▶ **What is expected**
Each entry in the block below needs to be copied out exactly.

Given records Block Start

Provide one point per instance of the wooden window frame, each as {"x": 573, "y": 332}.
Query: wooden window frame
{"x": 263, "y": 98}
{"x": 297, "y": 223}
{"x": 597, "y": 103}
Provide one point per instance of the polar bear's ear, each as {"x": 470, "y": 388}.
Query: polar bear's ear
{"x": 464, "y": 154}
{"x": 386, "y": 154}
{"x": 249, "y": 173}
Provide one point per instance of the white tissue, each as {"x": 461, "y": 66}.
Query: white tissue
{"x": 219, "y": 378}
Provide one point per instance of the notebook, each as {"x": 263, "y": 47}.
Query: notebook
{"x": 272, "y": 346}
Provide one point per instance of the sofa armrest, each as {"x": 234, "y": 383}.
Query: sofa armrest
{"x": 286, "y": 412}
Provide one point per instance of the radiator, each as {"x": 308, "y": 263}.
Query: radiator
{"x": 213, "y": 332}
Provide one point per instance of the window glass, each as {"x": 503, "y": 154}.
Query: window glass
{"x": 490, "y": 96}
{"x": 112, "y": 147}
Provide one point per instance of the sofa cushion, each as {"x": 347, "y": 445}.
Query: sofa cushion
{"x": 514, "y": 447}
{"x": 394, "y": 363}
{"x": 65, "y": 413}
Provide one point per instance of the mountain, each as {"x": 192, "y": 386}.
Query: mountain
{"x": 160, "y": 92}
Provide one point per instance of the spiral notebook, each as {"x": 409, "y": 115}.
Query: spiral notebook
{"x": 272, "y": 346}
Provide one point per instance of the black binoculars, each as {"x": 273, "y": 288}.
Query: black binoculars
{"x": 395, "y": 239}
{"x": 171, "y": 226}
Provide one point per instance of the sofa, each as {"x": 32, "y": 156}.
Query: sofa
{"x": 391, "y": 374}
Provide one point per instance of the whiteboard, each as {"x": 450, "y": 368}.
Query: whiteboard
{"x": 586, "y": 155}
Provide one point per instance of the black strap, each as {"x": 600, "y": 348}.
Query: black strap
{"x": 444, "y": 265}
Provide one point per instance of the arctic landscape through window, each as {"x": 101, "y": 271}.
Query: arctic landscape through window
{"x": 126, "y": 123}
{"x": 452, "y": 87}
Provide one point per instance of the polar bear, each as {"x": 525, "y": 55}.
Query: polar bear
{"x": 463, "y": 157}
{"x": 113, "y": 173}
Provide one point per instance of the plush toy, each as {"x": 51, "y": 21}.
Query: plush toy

Given records Block End

▶ **Task answer**
Provide one point per instance of the wooden window frame, each as {"x": 573, "y": 332}.
Query: wooden window frame
{"x": 263, "y": 98}
{"x": 297, "y": 223}
{"x": 597, "y": 103}
Provide one point per instance of the polar bear's ear, each as {"x": 470, "y": 388}.
Query: polar bear's ear
{"x": 464, "y": 154}
{"x": 386, "y": 154}
{"x": 249, "y": 173}
Provide one point per instance of the white tissue, each as {"x": 461, "y": 66}.
Query: white tissue
{"x": 219, "y": 378}
Provide one point per instance of the notebook, each as {"x": 263, "y": 47}.
Query: notebook
{"x": 272, "y": 346}
Provide one point per instance of the sofa armrest, each as {"x": 234, "y": 383}.
Query: sofa armrest
{"x": 286, "y": 412}
Provide one point per instance of the radiator, each as {"x": 308, "y": 263}.
Query: radiator
{"x": 213, "y": 332}
Provide one point per instance of the window glass, each as {"x": 503, "y": 154}.
Query: window glass
{"x": 490, "y": 96}
{"x": 112, "y": 147}
Provide one point per instance of the sofa cushion, each as {"x": 347, "y": 445}.
Query: sofa cushion
{"x": 514, "y": 447}
{"x": 394, "y": 363}
{"x": 65, "y": 413}
Provide one point per instance of the mountain, each as {"x": 192, "y": 386}.
Query: mountain
{"x": 160, "y": 92}
Provide one point per instance of the spiral notebook, each as {"x": 409, "y": 115}.
Query: spiral notebook
{"x": 272, "y": 346}
Provide one point per instance of the black binoculars, each as {"x": 273, "y": 288}.
Query: black binoculars
{"x": 395, "y": 239}
{"x": 171, "y": 226}
Provide one point per instance of the sofa, each as {"x": 32, "y": 156}.
Query: sofa
{"x": 391, "y": 374}
Provide one point per instance of the whiteboard, each as {"x": 450, "y": 368}.
Query: whiteboard
{"x": 586, "y": 155}
Provide one point per instance of the black strap, each as {"x": 600, "y": 348}.
Query: black strap
{"x": 444, "y": 265}
Provide one point per instance of the arctic landscape through window, each as {"x": 101, "y": 271}.
Query: arctic landscape through window
{"x": 126, "y": 123}
{"x": 452, "y": 87}
Provide one point per instance of the polar bear, each as {"x": 525, "y": 55}.
Query: polar bear
{"x": 463, "y": 157}
{"x": 113, "y": 173}
Provide one point per instance of the plush toy, each as {"x": 51, "y": 21}.
Query: plush toy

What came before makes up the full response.